===== RAW DATA =====

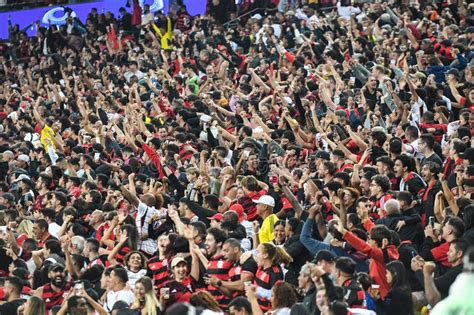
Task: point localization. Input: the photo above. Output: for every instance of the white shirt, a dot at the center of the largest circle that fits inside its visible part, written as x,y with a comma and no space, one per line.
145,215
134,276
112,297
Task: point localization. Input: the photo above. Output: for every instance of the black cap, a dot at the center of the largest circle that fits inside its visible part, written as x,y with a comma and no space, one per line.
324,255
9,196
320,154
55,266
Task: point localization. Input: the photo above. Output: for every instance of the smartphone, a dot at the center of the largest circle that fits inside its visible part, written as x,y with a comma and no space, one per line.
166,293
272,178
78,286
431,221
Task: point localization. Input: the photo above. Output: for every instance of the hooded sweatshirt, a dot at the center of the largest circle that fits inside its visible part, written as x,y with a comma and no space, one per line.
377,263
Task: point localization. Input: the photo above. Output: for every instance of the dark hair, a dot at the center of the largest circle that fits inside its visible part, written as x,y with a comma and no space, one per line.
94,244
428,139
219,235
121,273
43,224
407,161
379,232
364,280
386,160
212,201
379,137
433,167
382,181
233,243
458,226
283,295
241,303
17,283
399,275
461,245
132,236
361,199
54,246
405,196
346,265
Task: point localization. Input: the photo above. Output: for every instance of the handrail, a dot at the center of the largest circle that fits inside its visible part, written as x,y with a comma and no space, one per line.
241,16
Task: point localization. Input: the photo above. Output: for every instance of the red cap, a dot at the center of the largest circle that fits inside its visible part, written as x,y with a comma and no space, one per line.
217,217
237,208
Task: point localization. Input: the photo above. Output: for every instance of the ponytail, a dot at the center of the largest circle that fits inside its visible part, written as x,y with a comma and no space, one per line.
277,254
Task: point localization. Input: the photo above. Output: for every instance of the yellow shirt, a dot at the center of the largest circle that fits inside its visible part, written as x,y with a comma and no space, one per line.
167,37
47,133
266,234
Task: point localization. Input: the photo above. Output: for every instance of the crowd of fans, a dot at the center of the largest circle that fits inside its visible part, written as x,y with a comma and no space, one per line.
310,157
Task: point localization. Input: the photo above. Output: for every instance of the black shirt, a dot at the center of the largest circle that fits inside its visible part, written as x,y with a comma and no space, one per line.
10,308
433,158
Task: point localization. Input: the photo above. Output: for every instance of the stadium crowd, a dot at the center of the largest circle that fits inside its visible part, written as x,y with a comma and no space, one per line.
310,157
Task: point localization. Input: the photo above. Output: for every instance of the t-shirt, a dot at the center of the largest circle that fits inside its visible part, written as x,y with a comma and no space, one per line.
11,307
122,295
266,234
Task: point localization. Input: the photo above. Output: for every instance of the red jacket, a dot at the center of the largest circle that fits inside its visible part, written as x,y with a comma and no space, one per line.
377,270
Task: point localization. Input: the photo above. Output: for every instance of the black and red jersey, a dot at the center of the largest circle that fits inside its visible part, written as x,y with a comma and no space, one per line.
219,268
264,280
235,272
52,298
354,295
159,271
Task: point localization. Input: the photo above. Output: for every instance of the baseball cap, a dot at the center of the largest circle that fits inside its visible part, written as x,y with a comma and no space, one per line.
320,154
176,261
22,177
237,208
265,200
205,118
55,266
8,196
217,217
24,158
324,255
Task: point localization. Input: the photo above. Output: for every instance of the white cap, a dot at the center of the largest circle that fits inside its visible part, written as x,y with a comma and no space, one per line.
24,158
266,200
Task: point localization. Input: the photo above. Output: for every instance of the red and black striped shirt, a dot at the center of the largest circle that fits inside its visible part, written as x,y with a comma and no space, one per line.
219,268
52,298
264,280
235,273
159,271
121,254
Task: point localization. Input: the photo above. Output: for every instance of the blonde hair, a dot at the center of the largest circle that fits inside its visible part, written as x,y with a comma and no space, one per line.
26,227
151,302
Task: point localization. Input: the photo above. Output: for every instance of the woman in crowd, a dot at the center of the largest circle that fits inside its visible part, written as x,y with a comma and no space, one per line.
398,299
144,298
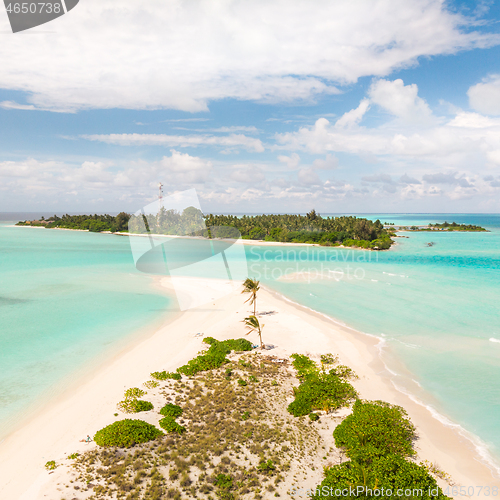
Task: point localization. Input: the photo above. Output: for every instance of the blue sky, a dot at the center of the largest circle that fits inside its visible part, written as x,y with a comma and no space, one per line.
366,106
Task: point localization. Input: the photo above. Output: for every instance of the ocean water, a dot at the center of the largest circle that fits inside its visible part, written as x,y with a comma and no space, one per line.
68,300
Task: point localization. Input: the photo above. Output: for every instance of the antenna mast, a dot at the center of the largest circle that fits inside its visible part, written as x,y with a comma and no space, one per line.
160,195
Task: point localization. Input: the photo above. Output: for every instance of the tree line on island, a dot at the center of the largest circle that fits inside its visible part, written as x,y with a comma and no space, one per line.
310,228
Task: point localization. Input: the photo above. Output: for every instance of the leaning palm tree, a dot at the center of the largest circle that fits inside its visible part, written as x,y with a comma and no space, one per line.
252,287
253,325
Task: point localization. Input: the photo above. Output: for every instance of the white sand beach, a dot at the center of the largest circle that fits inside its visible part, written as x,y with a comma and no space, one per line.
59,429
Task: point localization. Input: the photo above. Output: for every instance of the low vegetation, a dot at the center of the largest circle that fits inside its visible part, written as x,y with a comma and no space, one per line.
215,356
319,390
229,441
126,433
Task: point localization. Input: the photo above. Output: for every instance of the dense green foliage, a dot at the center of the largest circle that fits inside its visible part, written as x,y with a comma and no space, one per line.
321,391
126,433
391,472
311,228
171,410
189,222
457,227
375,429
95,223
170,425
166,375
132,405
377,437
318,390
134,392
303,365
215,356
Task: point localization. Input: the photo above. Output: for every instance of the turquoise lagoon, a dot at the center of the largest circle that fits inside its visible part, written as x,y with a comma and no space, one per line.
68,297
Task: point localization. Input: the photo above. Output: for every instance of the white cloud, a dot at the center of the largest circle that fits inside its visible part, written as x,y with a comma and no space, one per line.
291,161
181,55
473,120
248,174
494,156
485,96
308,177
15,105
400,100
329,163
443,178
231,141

=====

** EXERCISE GOAL **
For this exercise, return every entry verbatim and omit all pictures.

** ANSWER TO THIS TASK **
Task: point localization. Input: the photo above. Output: for every instance of the white shirt, a dot at the center of the largest circle that fits inside its visible part, written as x,y with a comma and no space, one per line.
145,215
134,276
112,297
Task: point localization. Input: the photo above. Output: for every instance of the black cap, a dot at the center of the largest circle that fits inside its visible part, written as x,y with a comma and no space, one per line.
324,255
9,196
320,154
55,266
Task: point localization. Input: the photo above. Output: for every instance of the smartphone, a dot at the center of the largest circle that fits inside its visible part, written as x,y with a comma and no space, one per line.
166,293
272,178
78,286
431,221
Task: point localization. Input: the photo above. Output: for every instance of the hooded sweatshirt, a dot at the center of the largest circle that fits inside its visible part, written as x,y with a comma and no space, one per line.
377,263
Task: point localization. Input: the photo above. Output: for every instance of the dark hair, a dot at the center of the largest circle that fits inside its visible part, written as x,y with a comma and no space, one per line.
94,244
428,139
219,235
121,273
43,224
407,161
379,232
364,280
386,160
212,201
379,137
433,167
382,181
233,243
458,226
283,295
241,303
17,283
399,275
461,245
132,236
361,199
54,246
405,196
346,265
Task: point localization. Input: the photo above. Output: for every instance of the handrail, a dot at the center of the largest circle that fits inside its visible part, written as x,y with a comma and no space, one per line.
241,16
Task: point localization. Input: the photo above. Output: for every instance of the red cap, a dot at the center of the largest circle that fits inside its visible part, written as x,y with a comma and no space, one per line.
217,217
237,208
Task: point localization. Input: the photo above. Output: for every instance of the ponytail, a dot at the center of the largest circle that fits inside its visible part, written as x,y with a comma and no space, one per line.
277,254
Task: point localization. Input: the photo above. Output: for every instance of the yellow shirt, a dot at the center of the largest circle that fits inside its visible part, written as x,y with a comma and no space, one per line.
167,37
47,133
266,234
Task: point localization. Input: the photo above. Output: for every instance of the crowd of fans, a dot at the center of the largest circle that fits inside its visible part, written as x,y with a comma and no space, one per line.
310,157
Task: point localization. Input: the photo above. Output: for every instance of the black shirt, a dot at the center of the largest circle that fits inside its visible part, written as x,y with a comma and no space, one per line.
10,308
433,158
Task: point localization. Input: the photo above. Output: for every instance of the stadium crowd, a dot at the center of the largest circle that fits inside its visible part, written as x,y with a comma and no space, one per line.
310,157
Task: point localization. Input: the photo above. Output: for every instance of the t-shirt, a dot at the center of the largest circle that fits inside its visible part, written as x,y with a comma and no space, one per line.
11,307
122,295
266,234
Task: point localization. Input: the photo above. Output: for every instance of the red jacket, a dot at the center of the largest circle that fits inside its visible part, written as x,y with a comma and no space, one per line.
377,270
Task: point localization. Input: the photo above. Output: for every instance of the black and red jersey, a dot at the center of the largest circle that fits inside its visible part, written as x,y with a comma and no space, one per line.
219,268
264,280
235,272
52,298
354,295
159,271
Task: point localization. Input: the photo above. Output: for every instance of the baseball cap, a dot at the center of the largest circle that fits inside its visible part, written as x,y with a comma and no space, one per line.
320,154
176,261
22,177
237,208
265,200
205,118
55,266
8,196
217,217
24,158
324,255
Task: point localization. Input: the photo above. Output: for every instance of the white cap, a dot at the center of the largest circle that fits inside its visible part, written as x,y with a comma and no space, one per line.
24,158
266,200
Task: point localization. Input: the photo above. Output: for every instance of the red and black striped shirt, a dot at the center of the largest circle that fits inside its visible part, written as x,y with a comma and no space, one per line.
219,268
52,298
264,280
235,273
159,271
121,254
Task: point localization. Input: the photo above. Output: for every instance of the blonde hair, a dot at the center of the largest circle that fits inside its visible part, written as x,y with a comma and no space, one per line.
26,227
151,302
Task: point localization. Input: the photo above. Output: for every instance of the woman in crowd, a dot at the center of the largest circle that fits inside its visible part, written as x,y with a comma and no space, one per line.
398,299
144,298
Task: point localization. Input: the photo above. Output: for every instance of the blue sky, a dot at the center of the largest circle that fits inside its visible part, written as x,y with a comma and no space, one per line.
366,106
Task: point localization. Input: the photo above. Output: for every instance of the ocean water, a dot at the center of the largest circle that fits inside its visible part, written as x,y with a comma and no space, one per line.
68,300
Task: point localization. Input: the photo above. Output: for every instance of the antenna mast, a dot at the center of the largest circle that fits inside its visible part, written as x,y with a comma and no space, one per line.
160,195
Task: point localization. Input: the photo above. Output: for every instance of the tree line on island, a dot at the center of the largest circle that fits inside its visible part, written as x,y with a comma and no space, one per line.
310,228
Task: point localization. Input: the photo above. Output: for every instance of the leaning palm tree, a dot at the center of the largest circle that fits inside its visible part, written as x,y with a comma and no space, one per line.
252,287
253,325
Task: point localization. Input: the photo above. Output: for every instance of the white sand beach, a dot at the center of the largest circle that fits inside its visible part, written as x,y with a comma and no space, one per line.
59,429
Task: point localization. Input: the photo above. Output: for every instance of the low vegetation, a dot at the center of the largest circle that fits inside its visible part, written as x,y with a comma and no space, one per line.
215,356
319,390
229,441
126,433
Task: point localization. Input: the photo above. Output: for every instance of the dense green foliage, a dot at the center of the largest circle that fits inside its visible part, written as x,y with a comma and no space, one per line.
321,391
126,433
391,472
311,228
171,410
189,222
457,227
375,429
95,223
170,425
166,375
132,405
377,437
318,390
134,392
303,365
215,356
Task: point localization. Input: the photo above. Output: for every instance of the turquoise lagoon, a dot at the center of the largest circle that fits inside its visible part, written as x,y with a comma and no space, one per line.
68,297
Task: point localization. Input: the photo above. Output: for every instance of the white cloud, a dot at the center of the largest circle that fits inside its visible part, written as x,y with a comma and no space, one per line.
291,161
181,55
473,120
248,174
494,156
485,96
308,177
15,105
400,100
329,163
443,178
231,141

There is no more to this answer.